Cicéron
Cicéron: Oeuvres Majeures
Traducteur: Jean-Baptiste Gallon-La-Bastide, Désiré Nisard, François-Séraphin Régnier-Desmarais, M. A. Lorquet
ISBN 978-80-273-0202-4
Table des matières
De l’Amitié
INTRODUCTION
J. V. L. LÉLIUS OU DIALOGUE SUR L’AMITIÉ, ADRESSÉ À T. POMPONIUS ATTICUS
De l’Invention
LIVRE PREMIER
LIVRE SECOND
De la Vieillesse
Des suprêmes biens et des suprêmes maux
LIVRE PREMIER: EXPOSITION DE LA MORALE ÉPICURIENNE
LIVRE SECOND: CRITIQUE DE LA MORALE ÉPICURIENNE
Du Destin
Premiers Académiques, Lucullus
Rhétorique
INTRODUCTION.
ARGUMENTS.
LIVRE PREMIER.
LIVRE SECOND.
LIVRE TROISIÈME.
LIVRE QUATRIÈME.
NOTES SUR LA RHÉTORIOUE.
Tusculanes
PRÉFACE DE L’ABBÉ DOLIVET.
LIVRE PREMIER: DE LA MORT.
LIVRE SECOND. DE LA DOULEUR.
LIVRE TROISIÈME. DU CHAGRIN.
LIVRE QUATRIÈME. DES PASSIONS.
LIVRE CINQUIÉME. DE LA VERTU
De l’Amitié
Table des matières
Cicéron
Lélius, ou de l’Amitié
Traduction par Gallon la Bastide.
Œuvres complètes de M. T. Ciceron traduites en français avec le texte en regard, Texte établi par J.V. Le Clerc, Lefèvre, 1821
LÉLIUS,
ou
DE L’AMITIÉ ;
TRADUCTION DE GALLON-LA-BASTIDE
REVUE PAR L’ÉDITEUR.
INTRODUCTION
Table des matières
Ce dialogue fut composé peu de temps après celui de la Vieillesse, que l’auteur cite même dans le préambule, où il établit une espèce de parallèle entre les deux ouvrages. Ici, le principal interlocuteur est C. Lélius, l’ami du second Africain ; il cède à l’empressement de ses gendres C. Fannius et Q. Mucius Scévola, qui veulent l’entendre parler sur l’amitié. La scène se passe quelques jours après la mort de Scipion, l’an de Rome 624, sous le consulat de C. Sempronius Tuditanus et de M’. Aquillius.
Le sujet, dit Middleton d’après Cicéron lui-même, n’était pas supposé. Scévola, qui vécut fort longtemps, et qui prenait plaisir, comme tous les vieillards, à raconter les histoires de sa jeunesse, répétait souvent toutes les circonstances de ce dialogue aux jeunes Romains qui venaient profiter des leçons du savant jurisconsulte ; Cicéron, dont les premières années avaient été confiées à la surveillance et à la direction de Scévola, put retrouver dans sa mémoire les détails de quelque entretien semblable ; et cet ouvrage, qui ne laisserait pas d’être un des plus précieux restes de l’antiquité, quand il passerait pour fabuleux, doit nous faire d’autant plus d’impression qu’il semble nous représenter authentiquement les pensées et le langage des plus grands et des plus vertueux personnages de Rome.

==========

§ **CONSIGNE A**
Transformez en liste JSON de chaînes le passage des enregistrements ci-dessous qui va de la ligne contenant "Verification task: confirm whether any frost" jusqu'à la ligne contenant "left=105, top=143, right=190, bottom=253", ces deux lignes comprises. Chaque ligne doit devenir une chaîne, et les lignes vides sont omises.

§ **ENREGISTREMENTS FOURNIS**
==========

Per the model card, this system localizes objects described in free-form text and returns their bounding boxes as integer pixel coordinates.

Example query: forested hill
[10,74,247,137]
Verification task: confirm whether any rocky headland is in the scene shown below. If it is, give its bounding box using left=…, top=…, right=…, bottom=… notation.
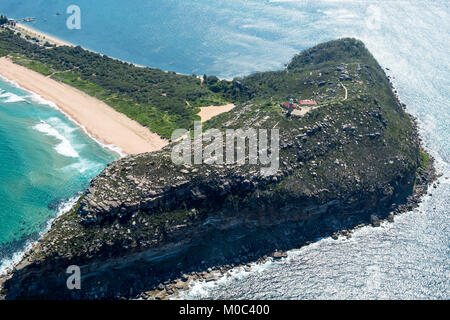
left=0, top=39, right=435, bottom=299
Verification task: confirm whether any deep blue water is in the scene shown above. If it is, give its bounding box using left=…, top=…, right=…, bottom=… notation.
left=0, top=79, right=116, bottom=272
left=0, top=0, right=450, bottom=299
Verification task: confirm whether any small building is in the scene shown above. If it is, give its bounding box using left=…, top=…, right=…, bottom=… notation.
left=298, top=100, right=317, bottom=106
left=280, top=102, right=299, bottom=110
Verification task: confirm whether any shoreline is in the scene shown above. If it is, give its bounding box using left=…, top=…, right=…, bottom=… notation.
left=0, top=57, right=168, bottom=154
left=197, top=103, right=236, bottom=122
left=10, top=23, right=75, bottom=47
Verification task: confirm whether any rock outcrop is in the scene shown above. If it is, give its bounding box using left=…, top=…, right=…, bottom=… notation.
left=1, top=39, right=433, bottom=299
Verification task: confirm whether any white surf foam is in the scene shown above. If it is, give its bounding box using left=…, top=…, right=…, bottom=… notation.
left=33, top=120, right=79, bottom=158
left=0, top=75, right=128, bottom=158
left=0, top=196, right=80, bottom=276
left=0, top=92, right=25, bottom=103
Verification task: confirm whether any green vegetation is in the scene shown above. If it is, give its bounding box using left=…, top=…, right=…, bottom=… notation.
left=0, top=30, right=232, bottom=138
left=419, top=150, right=430, bottom=170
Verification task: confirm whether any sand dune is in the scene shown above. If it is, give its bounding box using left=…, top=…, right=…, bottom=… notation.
left=0, top=58, right=168, bottom=154
left=198, top=103, right=235, bottom=122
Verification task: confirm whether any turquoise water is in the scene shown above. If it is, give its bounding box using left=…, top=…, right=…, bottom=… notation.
left=0, top=0, right=450, bottom=299
left=0, top=79, right=115, bottom=270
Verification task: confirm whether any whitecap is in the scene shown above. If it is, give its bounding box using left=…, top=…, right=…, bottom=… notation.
left=33, top=121, right=79, bottom=158
left=0, top=195, right=80, bottom=276
left=0, top=92, right=25, bottom=103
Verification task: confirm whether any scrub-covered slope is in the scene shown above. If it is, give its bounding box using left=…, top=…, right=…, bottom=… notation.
left=3, top=39, right=431, bottom=298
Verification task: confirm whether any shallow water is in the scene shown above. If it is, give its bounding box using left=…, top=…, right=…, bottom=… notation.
left=0, top=79, right=116, bottom=272
left=1, top=0, right=450, bottom=299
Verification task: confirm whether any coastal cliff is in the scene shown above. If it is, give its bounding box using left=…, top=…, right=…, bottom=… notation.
left=0, top=39, right=433, bottom=299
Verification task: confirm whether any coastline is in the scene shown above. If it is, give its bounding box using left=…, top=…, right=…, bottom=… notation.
left=12, top=23, right=75, bottom=47
left=198, top=103, right=235, bottom=122
left=0, top=58, right=168, bottom=154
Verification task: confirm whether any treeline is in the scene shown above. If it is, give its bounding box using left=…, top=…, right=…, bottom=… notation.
left=0, top=14, right=8, bottom=26
left=0, top=30, right=246, bottom=137
left=0, top=30, right=380, bottom=138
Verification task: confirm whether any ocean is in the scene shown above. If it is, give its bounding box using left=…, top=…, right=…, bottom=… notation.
left=0, top=0, right=450, bottom=299
left=0, top=78, right=118, bottom=273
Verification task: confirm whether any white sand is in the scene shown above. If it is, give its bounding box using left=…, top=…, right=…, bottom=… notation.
left=0, top=57, right=168, bottom=154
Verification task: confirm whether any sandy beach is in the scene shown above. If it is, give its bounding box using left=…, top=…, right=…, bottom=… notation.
left=10, top=23, right=74, bottom=46
left=0, top=58, right=168, bottom=154
left=198, top=103, right=235, bottom=122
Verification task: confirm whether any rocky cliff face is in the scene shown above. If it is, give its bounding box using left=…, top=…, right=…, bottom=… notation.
left=2, top=39, right=431, bottom=299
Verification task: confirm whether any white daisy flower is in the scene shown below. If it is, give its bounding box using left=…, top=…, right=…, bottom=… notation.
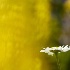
left=40, top=45, right=70, bottom=56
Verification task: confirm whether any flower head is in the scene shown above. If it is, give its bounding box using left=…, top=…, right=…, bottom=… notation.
left=40, top=45, right=70, bottom=56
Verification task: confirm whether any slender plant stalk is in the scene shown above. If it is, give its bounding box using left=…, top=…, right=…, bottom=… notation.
left=55, top=53, right=61, bottom=70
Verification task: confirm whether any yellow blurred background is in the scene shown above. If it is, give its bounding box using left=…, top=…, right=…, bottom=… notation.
left=0, top=0, right=69, bottom=70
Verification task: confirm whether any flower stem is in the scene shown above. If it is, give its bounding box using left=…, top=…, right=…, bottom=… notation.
left=55, top=53, right=60, bottom=70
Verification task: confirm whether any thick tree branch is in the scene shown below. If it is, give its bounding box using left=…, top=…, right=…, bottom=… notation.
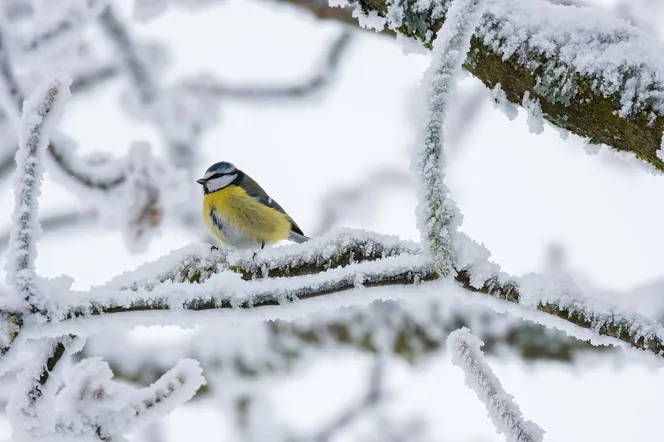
left=23, top=232, right=664, bottom=357
left=278, top=0, right=664, bottom=170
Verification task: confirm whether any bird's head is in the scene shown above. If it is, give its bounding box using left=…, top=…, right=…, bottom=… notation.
left=196, top=161, right=241, bottom=193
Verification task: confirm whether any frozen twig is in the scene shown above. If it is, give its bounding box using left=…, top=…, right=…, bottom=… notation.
left=7, top=78, right=71, bottom=312
left=8, top=336, right=205, bottom=440
left=413, top=0, right=484, bottom=275
left=3, top=231, right=652, bottom=357
left=99, top=6, right=158, bottom=103
left=296, top=0, right=664, bottom=170
left=183, top=29, right=353, bottom=100
left=13, top=0, right=108, bottom=57
left=447, top=327, right=544, bottom=442
left=0, top=209, right=98, bottom=252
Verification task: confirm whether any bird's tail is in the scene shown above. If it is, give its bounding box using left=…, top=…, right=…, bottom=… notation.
left=288, top=230, right=311, bottom=244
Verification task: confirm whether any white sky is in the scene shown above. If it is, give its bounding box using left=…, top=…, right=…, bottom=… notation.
left=0, top=0, right=664, bottom=442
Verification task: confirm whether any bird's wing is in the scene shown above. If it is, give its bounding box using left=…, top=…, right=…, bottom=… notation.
left=242, top=175, right=304, bottom=236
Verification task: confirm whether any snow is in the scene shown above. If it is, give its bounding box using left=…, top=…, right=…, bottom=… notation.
left=447, top=327, right=544, bottom=442
left=6, top=77, right=71, bottom=310
left=478, top=0, right=664, bottom=117
left=412, top=0, right=483, bottom=274
left=3, top=0, right=109, bottom=63
left=521, top=91, right=544, bottom=135
left=0, top=0, right=658, bottom=440
left=491, top=83, right=519, bottom=120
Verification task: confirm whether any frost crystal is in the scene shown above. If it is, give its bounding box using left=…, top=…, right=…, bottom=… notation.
left=491, top=83, right=519, bottom=120
left=447, top=327, right=544, bottom=442
left=522, top=91, right=544, bottom=135
left=413, top=0, right=482, bottom=274
left=6, top=78, right=71, bottom=310
left=105, top=143, right=190, bottom=253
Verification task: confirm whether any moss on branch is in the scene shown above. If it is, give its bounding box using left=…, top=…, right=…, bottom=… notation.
left=281, top=0, right=664, bottom=171
left=62, top=234, right=664, bottom=356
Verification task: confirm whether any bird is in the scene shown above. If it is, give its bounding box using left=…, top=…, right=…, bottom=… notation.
left=196, top=161, right=311, bottom=250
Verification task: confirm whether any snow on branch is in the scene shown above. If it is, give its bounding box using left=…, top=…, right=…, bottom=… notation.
left=413, top=0, right=483, bottom=275
left=7, top=0, right=108, bottom=58
left=447, top=327, right=544, bottom=442
left=6, top=231, right=664, bottom=357
left=7, top=78, right=71, bottom=312
left=182, top=29, right=353, bottom=103
left=8, top=336, right=206, bottom=440
left=308, top=0, right=664, bottom=171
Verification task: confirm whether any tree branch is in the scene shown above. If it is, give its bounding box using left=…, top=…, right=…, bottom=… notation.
left=23, top=231, right=664, bottom=357
left=278, top=0, right=664, bottom=170
left=447, top=328, right=544, bottom=442
left=183, top=29, right=353, bottom=100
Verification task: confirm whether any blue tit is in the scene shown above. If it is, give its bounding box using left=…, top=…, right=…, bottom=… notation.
left=196, top=161, right=309, bottom=249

==========

§ **CONSIGNE B**
Poursuivez le texte d'introduction au dialogue de Cicéron sur l'amitié, à la suite de sa dernière phrase.

§ **RÉSULTAT FINAL A**
[
  "Verification task: confirm whether any frost crystal is in the scene shown above. If it is, give its bounding box using left=…, top=…, right=…, bottom=… notation.",
  "left=491, top=83, right=519, bottom=120",
  "left=447, top=327, right=544, bottom=442",
  "left=522, top=91, right=544, bottom=135",
  "left=413, top=0, right=482, bottom=274",
  "left=6, top=78, right=71, bottom=310",
  "left=105, top=143, right=190, bottom=253"
]

§ **RÉSULTAT FINAL B**
Lélius définit d’abord l’amitié ; il examine ensuite par quels motifs on cherche à se faire des amis, quelle est l’origine de l’amitié, entre quelles personnes elle peut s’établir, quels en sont les lois et les devoirs, et par quels moyens on doit la conserver.
Il serait difficile de donner en peu de mots une analyse exacte et complète de ce dialogue ; car le plan n’en est pas aussi régulier que celui du dialogue sur la Vieillesse. Il a cependant le même intérêt pour nous, et Cicéron l’estimait, puisque, dans le traité des Devoirs, II, 9, il renvoie à cet ouvrage pour ce qu’il aurait à dire de l’amitié. Il paraît que ce grand traité de morale, commencé avant ces deux dialogues, ne fut achevé que lorsqu’ils furent publiés.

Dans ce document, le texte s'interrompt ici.